== Segment start ==

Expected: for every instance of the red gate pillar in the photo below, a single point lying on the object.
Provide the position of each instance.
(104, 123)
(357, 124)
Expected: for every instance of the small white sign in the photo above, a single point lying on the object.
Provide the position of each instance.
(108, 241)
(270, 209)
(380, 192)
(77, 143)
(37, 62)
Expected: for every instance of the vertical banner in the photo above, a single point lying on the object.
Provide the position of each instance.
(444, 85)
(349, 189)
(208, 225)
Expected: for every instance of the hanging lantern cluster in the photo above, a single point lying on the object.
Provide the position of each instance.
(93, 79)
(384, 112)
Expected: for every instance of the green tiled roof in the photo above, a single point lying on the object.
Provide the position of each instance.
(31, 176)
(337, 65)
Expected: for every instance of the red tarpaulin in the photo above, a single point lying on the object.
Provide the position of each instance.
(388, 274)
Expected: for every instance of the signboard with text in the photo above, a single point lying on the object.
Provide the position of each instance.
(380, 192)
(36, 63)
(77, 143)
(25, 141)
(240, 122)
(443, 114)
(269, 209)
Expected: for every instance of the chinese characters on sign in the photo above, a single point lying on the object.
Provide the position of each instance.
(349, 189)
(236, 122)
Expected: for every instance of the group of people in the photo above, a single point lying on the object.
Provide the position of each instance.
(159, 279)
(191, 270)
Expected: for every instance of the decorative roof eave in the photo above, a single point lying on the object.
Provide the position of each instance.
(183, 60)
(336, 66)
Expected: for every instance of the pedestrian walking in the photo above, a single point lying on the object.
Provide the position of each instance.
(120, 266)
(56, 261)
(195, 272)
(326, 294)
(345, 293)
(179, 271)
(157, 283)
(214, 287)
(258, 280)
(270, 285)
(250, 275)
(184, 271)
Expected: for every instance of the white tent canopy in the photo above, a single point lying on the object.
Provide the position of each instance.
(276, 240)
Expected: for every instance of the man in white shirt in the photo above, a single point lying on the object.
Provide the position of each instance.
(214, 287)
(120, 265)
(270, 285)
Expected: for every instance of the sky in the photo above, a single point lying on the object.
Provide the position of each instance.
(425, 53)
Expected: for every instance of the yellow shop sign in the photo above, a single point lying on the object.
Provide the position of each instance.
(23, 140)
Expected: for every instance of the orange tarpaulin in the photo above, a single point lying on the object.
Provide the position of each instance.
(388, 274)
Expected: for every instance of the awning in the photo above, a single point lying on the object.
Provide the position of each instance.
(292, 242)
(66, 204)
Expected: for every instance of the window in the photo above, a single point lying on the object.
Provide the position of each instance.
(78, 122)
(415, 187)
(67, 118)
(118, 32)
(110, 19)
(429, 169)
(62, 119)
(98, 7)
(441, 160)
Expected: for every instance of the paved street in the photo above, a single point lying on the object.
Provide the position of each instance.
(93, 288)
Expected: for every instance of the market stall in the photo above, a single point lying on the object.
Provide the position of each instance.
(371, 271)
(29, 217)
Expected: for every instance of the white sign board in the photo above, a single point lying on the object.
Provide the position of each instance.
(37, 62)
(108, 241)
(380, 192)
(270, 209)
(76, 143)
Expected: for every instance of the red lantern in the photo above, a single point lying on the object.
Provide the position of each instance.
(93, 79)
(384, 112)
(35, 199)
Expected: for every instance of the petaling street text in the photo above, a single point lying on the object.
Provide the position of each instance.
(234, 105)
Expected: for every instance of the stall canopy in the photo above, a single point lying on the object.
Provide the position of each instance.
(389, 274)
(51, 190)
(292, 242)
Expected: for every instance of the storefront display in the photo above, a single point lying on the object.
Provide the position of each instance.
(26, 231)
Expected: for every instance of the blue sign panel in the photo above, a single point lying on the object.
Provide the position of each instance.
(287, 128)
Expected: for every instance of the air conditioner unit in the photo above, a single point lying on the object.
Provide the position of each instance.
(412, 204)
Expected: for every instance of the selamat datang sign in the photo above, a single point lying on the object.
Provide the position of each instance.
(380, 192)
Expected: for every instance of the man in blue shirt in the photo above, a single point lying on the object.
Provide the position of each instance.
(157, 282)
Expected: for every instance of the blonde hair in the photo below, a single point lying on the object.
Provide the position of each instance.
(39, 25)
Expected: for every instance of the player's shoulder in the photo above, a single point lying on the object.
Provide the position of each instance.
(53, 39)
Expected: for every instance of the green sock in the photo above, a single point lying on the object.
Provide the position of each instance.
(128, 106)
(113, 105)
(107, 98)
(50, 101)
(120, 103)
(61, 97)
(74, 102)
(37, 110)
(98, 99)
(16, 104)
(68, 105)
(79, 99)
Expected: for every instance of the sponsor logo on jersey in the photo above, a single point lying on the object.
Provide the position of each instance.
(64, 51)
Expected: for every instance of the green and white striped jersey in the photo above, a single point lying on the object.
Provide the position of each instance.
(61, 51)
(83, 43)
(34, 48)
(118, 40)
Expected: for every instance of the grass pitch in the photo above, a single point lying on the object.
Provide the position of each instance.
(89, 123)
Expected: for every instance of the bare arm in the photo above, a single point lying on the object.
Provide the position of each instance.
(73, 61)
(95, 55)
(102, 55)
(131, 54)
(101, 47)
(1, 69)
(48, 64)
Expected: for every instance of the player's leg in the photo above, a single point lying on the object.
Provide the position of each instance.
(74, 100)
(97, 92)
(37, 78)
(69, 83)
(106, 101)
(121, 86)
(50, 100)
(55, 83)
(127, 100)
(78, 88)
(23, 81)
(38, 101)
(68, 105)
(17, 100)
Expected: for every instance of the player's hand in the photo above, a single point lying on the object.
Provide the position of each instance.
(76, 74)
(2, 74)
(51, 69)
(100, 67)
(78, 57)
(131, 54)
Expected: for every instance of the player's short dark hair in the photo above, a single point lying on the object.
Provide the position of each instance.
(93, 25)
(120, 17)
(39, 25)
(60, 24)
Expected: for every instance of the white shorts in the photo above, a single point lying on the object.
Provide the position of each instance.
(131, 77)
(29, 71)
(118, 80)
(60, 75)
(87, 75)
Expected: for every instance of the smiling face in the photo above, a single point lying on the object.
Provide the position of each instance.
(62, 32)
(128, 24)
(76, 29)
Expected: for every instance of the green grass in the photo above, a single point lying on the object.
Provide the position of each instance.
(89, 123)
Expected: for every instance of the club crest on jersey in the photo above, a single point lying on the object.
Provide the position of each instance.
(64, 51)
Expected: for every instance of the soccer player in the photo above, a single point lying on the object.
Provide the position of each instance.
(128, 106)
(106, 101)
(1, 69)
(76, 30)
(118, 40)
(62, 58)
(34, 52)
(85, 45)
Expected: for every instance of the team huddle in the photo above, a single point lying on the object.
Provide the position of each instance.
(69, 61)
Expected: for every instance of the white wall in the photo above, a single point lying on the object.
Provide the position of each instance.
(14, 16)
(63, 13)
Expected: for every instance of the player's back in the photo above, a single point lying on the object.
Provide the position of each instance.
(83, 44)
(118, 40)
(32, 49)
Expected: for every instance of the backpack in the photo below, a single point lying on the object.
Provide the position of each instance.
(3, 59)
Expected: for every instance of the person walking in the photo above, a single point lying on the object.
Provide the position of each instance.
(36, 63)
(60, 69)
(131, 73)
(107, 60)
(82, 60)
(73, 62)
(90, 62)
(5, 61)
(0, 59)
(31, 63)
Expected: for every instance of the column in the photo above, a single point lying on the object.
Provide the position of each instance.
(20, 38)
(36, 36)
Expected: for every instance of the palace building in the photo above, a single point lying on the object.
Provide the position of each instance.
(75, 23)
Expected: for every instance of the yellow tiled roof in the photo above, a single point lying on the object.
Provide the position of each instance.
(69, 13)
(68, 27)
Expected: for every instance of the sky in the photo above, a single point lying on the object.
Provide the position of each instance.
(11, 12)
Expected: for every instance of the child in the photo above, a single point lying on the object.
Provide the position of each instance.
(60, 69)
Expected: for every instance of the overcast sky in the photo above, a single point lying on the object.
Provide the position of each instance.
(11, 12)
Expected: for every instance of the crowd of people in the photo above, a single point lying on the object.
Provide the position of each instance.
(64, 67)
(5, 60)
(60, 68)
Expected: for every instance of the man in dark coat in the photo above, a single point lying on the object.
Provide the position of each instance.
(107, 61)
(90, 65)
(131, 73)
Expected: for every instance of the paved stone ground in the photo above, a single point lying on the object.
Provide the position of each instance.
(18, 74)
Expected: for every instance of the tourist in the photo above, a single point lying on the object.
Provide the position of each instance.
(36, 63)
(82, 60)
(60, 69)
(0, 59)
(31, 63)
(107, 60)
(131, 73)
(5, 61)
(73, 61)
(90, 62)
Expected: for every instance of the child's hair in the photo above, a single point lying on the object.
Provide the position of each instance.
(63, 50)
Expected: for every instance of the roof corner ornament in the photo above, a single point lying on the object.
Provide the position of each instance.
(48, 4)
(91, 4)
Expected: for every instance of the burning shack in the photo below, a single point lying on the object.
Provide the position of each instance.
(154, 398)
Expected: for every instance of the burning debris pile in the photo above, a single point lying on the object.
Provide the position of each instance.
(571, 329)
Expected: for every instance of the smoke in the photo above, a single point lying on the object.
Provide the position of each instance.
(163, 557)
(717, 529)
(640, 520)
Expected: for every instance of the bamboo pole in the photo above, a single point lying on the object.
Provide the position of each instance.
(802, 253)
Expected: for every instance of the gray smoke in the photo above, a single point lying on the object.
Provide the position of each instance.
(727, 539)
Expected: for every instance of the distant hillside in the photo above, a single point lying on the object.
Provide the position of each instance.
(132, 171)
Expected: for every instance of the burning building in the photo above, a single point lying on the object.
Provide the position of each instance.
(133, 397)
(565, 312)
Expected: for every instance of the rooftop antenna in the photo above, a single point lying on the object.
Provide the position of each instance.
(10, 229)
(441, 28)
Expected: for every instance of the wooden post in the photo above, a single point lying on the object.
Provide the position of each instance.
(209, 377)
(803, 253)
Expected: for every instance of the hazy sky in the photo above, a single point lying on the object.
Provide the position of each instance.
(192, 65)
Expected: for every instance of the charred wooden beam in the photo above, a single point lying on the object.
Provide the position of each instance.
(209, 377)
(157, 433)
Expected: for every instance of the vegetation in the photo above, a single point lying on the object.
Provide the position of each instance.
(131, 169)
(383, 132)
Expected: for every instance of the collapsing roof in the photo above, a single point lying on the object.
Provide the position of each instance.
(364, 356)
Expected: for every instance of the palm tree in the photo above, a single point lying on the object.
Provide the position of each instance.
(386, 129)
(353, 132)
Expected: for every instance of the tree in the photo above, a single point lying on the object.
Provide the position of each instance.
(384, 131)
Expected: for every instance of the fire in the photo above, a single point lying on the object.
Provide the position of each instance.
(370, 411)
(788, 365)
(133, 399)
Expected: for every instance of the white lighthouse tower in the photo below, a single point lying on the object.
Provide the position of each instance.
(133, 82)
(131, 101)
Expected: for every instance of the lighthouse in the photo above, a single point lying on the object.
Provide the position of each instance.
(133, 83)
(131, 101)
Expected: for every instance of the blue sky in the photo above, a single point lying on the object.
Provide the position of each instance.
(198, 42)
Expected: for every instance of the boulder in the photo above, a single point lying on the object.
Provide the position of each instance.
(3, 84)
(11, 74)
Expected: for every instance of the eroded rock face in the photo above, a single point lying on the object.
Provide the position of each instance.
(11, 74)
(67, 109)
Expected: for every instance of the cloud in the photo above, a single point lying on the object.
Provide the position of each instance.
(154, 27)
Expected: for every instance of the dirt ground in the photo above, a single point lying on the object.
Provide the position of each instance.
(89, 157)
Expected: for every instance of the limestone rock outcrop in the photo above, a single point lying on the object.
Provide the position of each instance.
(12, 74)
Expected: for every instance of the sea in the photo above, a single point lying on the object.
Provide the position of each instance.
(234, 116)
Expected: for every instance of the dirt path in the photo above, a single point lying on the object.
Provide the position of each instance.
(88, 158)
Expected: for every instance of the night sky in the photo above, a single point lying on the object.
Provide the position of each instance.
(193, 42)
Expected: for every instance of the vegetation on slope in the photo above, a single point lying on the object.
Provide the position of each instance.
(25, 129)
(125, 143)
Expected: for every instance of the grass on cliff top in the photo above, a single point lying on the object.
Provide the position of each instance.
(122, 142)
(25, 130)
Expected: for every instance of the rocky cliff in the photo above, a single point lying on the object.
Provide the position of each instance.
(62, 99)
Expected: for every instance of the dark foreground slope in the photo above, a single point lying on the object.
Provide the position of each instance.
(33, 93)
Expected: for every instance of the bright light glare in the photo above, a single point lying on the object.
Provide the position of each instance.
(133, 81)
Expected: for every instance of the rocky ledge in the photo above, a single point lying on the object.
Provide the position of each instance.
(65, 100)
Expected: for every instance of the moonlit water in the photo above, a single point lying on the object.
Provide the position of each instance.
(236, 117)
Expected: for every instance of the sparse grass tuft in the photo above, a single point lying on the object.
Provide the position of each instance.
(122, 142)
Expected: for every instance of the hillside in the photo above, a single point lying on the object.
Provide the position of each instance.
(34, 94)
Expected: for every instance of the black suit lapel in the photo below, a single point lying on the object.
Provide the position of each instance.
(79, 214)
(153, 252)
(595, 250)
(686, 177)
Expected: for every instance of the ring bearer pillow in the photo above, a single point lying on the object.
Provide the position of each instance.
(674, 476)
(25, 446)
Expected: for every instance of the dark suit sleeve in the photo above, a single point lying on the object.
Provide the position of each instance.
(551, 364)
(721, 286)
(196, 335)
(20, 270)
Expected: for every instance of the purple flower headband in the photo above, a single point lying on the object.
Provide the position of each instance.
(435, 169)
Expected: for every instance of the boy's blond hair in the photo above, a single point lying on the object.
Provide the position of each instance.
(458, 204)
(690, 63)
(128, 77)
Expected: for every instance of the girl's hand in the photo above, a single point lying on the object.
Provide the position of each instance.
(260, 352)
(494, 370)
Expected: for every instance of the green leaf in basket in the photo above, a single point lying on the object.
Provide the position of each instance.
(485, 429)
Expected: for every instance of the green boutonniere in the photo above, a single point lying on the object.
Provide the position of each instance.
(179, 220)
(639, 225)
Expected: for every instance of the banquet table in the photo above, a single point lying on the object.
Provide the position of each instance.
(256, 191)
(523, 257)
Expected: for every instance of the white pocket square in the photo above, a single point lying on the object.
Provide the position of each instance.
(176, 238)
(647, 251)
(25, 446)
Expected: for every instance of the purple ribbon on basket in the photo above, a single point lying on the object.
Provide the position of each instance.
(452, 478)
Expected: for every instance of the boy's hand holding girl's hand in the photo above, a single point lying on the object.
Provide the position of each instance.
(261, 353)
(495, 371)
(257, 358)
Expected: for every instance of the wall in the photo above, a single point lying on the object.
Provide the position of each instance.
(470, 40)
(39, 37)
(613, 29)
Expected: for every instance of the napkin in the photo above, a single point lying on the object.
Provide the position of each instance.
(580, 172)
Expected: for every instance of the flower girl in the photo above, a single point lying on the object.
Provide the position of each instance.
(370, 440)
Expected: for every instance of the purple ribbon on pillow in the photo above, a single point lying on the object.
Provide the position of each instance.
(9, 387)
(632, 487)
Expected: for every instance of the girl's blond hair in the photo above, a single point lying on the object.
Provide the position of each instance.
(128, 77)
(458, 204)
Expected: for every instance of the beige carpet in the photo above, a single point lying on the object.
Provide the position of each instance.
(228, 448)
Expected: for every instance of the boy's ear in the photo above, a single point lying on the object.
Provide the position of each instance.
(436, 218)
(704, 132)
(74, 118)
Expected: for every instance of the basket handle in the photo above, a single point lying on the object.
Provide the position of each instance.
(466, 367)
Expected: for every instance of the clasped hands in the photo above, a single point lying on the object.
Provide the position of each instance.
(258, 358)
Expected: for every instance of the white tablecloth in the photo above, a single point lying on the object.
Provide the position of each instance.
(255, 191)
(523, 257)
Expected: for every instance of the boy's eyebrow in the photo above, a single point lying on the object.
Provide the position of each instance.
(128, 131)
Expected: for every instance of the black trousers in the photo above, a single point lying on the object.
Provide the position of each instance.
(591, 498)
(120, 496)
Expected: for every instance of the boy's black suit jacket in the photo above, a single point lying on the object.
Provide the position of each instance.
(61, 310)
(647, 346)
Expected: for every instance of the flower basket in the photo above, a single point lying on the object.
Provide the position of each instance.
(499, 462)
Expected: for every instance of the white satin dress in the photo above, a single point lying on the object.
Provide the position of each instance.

== Segment end ==

**Problem**
The output must consist solely of the lines from the first line of the records through the line containing "Expected: for every instance of the signboard", reproduced exactly.

**Response**
Expected: for every instance of the red gate pillar in the photo below, a single point lying on the object.
Provide the position of each instance.
(104, 123)
(357, 124)
Expected: for every instance of the small white sign in the photo above, a single point lying on the object.
Provide the position of each instance.
(108, 241)
(270, 209)
(380, 192)
(77, 143)
(37, 62)
Expected: for every instance of the vertical banner in the photo above, a single point lying on the object.
Provide the position of each instance.
(444, 85)
(349, 189)
(208, 225)
Expected: for every instance of the hanging lantern cluster in the photo above, a single point lying on the object.
Provide the position of each instance.
(93, 79)
(384, 112)
Expected: for every instance of the green tiled roof in the photo above, a single point lying on the object.
Provide the position of each instance.
(31, 176)
(337, 65)
Expected: for every instance of the red tarpaulin in the photo above, a single point lying on the object.
Provide the position of each instance.
(388, 274)
Expected: for every instance of the signboard with text in the photo above, a single point lying on the object.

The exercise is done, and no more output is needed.